---------- RECORD EXCERPTS ----------

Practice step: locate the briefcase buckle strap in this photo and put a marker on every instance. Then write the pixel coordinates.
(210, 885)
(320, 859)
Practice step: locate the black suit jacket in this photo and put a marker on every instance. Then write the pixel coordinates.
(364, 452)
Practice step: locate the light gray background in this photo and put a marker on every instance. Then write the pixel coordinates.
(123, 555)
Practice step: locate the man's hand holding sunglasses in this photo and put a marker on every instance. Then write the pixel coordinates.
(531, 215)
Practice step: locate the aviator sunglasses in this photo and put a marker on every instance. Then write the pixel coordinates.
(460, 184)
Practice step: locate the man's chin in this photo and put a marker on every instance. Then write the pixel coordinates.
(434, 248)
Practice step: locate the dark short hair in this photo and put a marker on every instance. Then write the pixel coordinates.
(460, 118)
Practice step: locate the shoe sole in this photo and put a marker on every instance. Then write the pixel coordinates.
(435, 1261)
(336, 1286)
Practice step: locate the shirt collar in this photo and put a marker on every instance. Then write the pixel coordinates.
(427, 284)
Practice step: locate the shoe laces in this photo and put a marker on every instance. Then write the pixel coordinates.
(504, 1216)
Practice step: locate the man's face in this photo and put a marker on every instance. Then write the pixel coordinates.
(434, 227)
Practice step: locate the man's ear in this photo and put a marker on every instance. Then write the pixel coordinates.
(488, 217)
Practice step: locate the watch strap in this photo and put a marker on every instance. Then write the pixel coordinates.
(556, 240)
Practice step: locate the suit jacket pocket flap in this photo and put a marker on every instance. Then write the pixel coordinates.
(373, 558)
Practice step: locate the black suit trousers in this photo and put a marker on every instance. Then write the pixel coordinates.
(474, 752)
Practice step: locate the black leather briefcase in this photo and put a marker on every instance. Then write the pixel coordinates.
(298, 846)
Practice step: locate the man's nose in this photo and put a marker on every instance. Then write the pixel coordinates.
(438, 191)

----------

Extract the complete listing above, reproducing each line exactly.

Practice step: locate the briefcase buckle strap in this photo and put a marker on every instance. Then write the pixel coordinates.
(210, 885)
(320, 859)
Practice step: locate the black suit jacket in this photo and put a marker on every instance. Then write the pixel coordinates.
(364, 452)
Practice step: locate the light gray background in this photo and put a marker on every instance. Then write the pixel coordinates.
(123, 555)
Practice step: locate the man's hand holding sunglasses in this photo and put a marker on every instance. Then write the pixel coordinates.
(531, 215)
Practice step: locate the aviator sunglasses in this photo and put a marker on every instance. Then write the pixel coordinates.
(460, 184)
Practice step: locate the man's chin in this photo and put a marker on every instance. Then write the pixel coordinates.
(434, 248)
Practice step: locate the dark short hair in this photo and put a marker on every instance. Then write the pixel coordinates.
(460, 118)
Practice step: locate the shoe sole in this photo and put a marker on every instance. Then write the pixel coordinates.
(435, 1261)
(336, 1286)
Practice step: locate the shirt collar in this photo and put a marker on every instance. Then write the pixel coordinates.
(427, 284)
Practice step: locate the shoe laces in this photo and put a marker on every instance. Then write the pixel coordinates.
(504, 1216)
Practice step: locate the man's face in this photo and put a marker on every instance. Then write the pixel coordinates.
(434, 227)
Practice step: locate the man's ear in this photo and put a marker on every instance. Then write the pixel coordinates.
(488, 217)
Practice step: locate the watch strap in this photo and put a marker on every instance. Then write the pixel coordinates.
(556, 240)
Practice step: locate the suit jacket pocket flap in this photo and put a marker on every instance. Then write the pixel coordinates.
(373, 558)
Practice step: locate the black suit trousers in this photo and put a marker on every instance. Then write the pixel coordinates.
(474, 752)
Practice step: locate the black leather briefcase in this photo and put a marker on every instance. Then write the pixel coordinates.
(298, 846)
Practice step: locate the man's nose in this photo and put a marker on every instance. Then write the pixel coordinates.
(438, 191)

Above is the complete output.